# Material for this task start

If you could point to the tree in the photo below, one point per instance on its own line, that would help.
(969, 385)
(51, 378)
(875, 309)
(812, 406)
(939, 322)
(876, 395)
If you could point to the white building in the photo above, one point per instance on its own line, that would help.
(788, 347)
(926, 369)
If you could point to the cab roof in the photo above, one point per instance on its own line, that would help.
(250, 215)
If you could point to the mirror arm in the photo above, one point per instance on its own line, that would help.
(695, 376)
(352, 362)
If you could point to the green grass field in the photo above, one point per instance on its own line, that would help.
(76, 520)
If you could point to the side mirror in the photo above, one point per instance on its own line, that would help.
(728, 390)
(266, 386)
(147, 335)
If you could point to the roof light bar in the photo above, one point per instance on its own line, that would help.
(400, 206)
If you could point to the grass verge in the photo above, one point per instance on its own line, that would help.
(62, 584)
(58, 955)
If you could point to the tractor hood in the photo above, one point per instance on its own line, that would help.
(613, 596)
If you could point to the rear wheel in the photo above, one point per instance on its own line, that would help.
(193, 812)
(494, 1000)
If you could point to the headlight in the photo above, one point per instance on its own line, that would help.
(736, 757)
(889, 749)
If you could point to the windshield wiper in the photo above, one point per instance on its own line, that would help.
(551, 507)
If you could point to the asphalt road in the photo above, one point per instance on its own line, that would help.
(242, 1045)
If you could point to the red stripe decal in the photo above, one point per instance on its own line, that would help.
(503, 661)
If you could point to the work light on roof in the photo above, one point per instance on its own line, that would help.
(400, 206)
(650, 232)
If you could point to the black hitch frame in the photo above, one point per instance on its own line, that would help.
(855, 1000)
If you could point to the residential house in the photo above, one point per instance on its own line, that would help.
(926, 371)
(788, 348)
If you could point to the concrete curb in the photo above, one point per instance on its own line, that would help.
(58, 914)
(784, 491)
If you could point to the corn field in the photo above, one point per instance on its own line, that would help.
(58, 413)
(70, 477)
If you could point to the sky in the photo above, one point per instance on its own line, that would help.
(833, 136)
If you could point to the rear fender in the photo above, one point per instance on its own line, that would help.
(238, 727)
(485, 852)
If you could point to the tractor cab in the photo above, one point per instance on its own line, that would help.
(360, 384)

# Material for this task end

• _What the task asks_
Put every item above into a two-column CSV with the columns text and answer, one row per item. Each field should be in double quotes, with any line breaks turned into spaces.

• _Written solution_
text,answer
"If you could point to the tree in the photo below, one point per instance on its own line, that would help.","(969, 385) (51, 378) (875, 309) (812, 406) (939, 322) (876, 395)"
"If you could point to the white building in the photo above, one point per instance on its own line, that would help.","(788, 347) (926, 369)"
"If you could point to the cab roof in the photo above, one point per instance on its own line, that would help.","(250, 215)"
"If you could point to the mirror arm in the photo above, one point per instance on its own line, that would help.","(695, 376) (352, 362)"
"If you could point to the green grass field in the photo above, one point per instance on its own line, that would help.","(76, 520)"
"If you could point to the side mirror in the photo above, one point per instance on its own line, that would help.","(728, 390) (266, 386) (147, 335)"
"If you could point to the roof light bar in the photo above, one point per instance on its own line, that would help.","(400, 206)"
"If you could point to the grass verge in the photo above, one point per instance on its own line, that would help.","(62, 584) (58, 955)"
"If you could point to the tractor hood in the photo above, one point per instance on its own line, that would help.","(613, 596)"
"If you could point to the rear wheel in the photo above, one point per instance on its own line, that would help.","(193, 812) (494, 1000)"
"If you could point to the headlight in the photo above, one point per instance on its own line, that would help.","(736, 757) (889, 749)"
"If you could point to the windshield wiper in the photo above, one point per instance on its own line, that would help.","(551, 507)"
"If you could point to the asphalt road in the photo above, one point per instance on its own line, that would help.","(242, 1045)"
"If you could point to the red stripe decal in the photo above, one point per instance on its own line, that would help.","(503, 661)"
"If you could point to the work light on roof in the photo above, one point per instance on its own line, that would help.","(400, 206) (650, 232)"
"If you could point to the black hitch frame in the photo above, one point per instance on its own line, that would help.","(855, 1000)"
"If you could point to the residential house in the photo above, one point per instance on its own line, that would help.","(926, 371) (788, 348)"
"If you could point to the concrete curb in the photo above, one point per instance on its own line, that would help.","(58, 914) (784, 491)"
"If you could point to the corn field in the photo above, one point per instance on its own line, that would help.","(58, 413) (70, 477)"
"If you could point to the sky in the photo above, one point per instance on its own line, that would help.","(833, 136)"
"If you could point to the rear fender in the photo above, one point per instance on its own line, that would help.","(238, 727) (485, 852)"
"If you could point to the tractor cab in the photo above, one point per instance on its own line, that would help.","(360, 384)"